_EXERCISE TASK_. Locate each line in the rows below that contains the string "small", and copy every such line.

_DATASET ENTRIES_.
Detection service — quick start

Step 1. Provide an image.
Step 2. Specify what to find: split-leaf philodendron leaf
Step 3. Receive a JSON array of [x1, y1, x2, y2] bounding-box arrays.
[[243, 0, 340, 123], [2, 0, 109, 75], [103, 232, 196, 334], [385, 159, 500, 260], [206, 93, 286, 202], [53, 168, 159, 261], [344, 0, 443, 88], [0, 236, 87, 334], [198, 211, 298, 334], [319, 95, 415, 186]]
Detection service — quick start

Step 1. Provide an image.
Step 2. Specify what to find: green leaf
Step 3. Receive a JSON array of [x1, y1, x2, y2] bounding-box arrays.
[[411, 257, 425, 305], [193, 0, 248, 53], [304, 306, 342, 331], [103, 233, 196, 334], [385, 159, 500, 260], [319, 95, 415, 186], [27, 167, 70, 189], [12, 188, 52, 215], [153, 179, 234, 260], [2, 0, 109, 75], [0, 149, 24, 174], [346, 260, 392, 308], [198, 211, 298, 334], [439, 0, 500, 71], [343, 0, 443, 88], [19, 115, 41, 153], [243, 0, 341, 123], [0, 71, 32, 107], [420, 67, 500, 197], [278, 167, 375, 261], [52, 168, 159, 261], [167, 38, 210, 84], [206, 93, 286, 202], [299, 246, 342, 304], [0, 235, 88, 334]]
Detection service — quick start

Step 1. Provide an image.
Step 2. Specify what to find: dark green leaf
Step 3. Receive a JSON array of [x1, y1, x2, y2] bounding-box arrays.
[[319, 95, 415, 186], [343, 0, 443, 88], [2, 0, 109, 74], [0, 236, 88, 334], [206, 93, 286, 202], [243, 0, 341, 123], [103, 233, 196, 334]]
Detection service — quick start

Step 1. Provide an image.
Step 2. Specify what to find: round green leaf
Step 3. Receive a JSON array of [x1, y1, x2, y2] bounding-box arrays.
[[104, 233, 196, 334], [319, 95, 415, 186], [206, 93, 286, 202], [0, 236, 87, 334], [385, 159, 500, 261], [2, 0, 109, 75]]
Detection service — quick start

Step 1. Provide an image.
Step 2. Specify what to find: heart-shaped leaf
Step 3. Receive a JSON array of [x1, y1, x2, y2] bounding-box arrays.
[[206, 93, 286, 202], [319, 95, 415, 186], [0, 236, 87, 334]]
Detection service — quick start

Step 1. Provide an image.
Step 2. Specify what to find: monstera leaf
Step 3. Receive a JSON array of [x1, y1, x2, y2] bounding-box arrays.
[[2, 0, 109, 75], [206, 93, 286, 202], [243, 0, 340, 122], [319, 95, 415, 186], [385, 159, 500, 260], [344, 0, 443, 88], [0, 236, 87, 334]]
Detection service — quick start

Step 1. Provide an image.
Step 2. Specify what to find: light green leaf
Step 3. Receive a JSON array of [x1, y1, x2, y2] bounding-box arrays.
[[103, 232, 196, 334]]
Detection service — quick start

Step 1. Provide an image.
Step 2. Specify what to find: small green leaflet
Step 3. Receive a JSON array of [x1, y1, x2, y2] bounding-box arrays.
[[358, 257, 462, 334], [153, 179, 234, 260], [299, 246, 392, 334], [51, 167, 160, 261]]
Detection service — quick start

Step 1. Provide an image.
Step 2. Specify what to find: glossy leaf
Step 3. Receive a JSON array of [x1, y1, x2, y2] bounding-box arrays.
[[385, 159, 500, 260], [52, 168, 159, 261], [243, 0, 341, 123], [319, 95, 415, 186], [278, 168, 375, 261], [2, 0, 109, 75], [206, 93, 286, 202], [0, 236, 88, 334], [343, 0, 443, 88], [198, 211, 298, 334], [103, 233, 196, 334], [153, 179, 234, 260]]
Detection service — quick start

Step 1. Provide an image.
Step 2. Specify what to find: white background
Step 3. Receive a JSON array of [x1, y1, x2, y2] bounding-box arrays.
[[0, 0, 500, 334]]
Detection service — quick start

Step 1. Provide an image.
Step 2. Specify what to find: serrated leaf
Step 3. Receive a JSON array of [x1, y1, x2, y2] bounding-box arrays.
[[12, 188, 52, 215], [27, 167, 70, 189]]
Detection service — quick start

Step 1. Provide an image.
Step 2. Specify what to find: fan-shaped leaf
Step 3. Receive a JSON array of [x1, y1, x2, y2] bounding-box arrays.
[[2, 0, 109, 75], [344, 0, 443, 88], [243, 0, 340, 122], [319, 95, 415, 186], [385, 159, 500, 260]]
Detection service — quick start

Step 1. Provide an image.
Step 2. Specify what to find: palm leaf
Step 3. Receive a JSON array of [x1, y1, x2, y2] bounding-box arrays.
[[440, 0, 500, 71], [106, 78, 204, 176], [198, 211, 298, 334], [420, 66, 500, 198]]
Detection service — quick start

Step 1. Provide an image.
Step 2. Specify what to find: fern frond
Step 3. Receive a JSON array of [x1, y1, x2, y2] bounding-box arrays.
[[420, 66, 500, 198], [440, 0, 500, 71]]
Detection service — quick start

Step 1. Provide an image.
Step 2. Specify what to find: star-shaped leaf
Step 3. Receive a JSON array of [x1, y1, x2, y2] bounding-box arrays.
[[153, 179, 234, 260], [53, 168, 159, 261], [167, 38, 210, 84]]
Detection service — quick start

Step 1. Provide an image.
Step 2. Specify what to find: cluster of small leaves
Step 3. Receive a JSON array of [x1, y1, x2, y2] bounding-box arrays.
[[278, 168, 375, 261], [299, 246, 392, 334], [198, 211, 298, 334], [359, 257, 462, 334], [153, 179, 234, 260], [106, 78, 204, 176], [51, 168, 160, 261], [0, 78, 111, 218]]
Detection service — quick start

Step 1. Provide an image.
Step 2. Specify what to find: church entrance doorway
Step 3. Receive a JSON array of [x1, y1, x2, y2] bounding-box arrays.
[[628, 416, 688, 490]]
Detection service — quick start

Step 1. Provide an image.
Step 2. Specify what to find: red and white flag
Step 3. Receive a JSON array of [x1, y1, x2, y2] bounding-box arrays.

_CORRECT RESPONSE_.
Step 2. Specify what to find: small green leaflet
Step 2. Specify what to find: cluster of small leaves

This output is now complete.